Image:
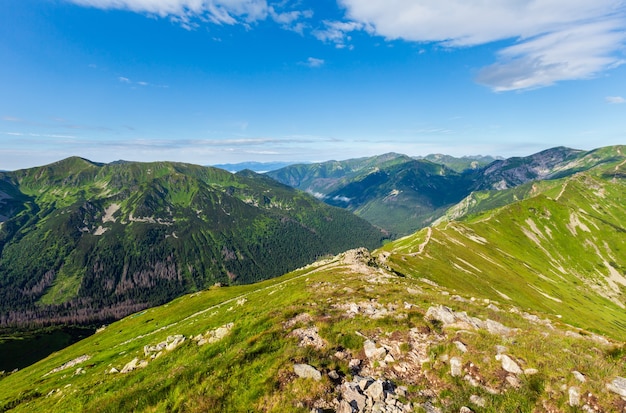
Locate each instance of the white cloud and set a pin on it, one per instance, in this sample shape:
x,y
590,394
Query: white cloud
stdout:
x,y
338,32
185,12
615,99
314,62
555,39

* * * * * * * * *

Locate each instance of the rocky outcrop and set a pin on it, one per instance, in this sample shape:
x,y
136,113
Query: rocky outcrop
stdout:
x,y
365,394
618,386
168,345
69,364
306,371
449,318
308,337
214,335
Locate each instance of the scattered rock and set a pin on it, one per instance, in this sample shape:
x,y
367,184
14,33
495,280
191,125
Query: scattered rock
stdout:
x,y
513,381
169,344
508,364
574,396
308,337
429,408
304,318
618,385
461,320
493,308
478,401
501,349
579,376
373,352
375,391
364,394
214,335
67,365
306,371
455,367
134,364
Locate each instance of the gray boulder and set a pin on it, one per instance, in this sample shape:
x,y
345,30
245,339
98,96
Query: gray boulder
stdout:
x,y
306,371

* * * * * * * * *

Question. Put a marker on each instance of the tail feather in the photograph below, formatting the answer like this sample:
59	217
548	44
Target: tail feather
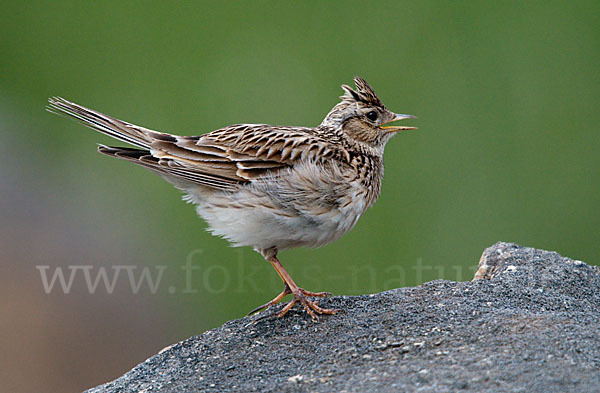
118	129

* * * * * * * * *

[About this exercise] Look through the material above. Copy each line where the word "rocky" appears.

[Answer for this exercise]
Locate each instance of the rocky outcrop and set a pin on it, one per instance, in this sample shape:
Query: rocky outcrop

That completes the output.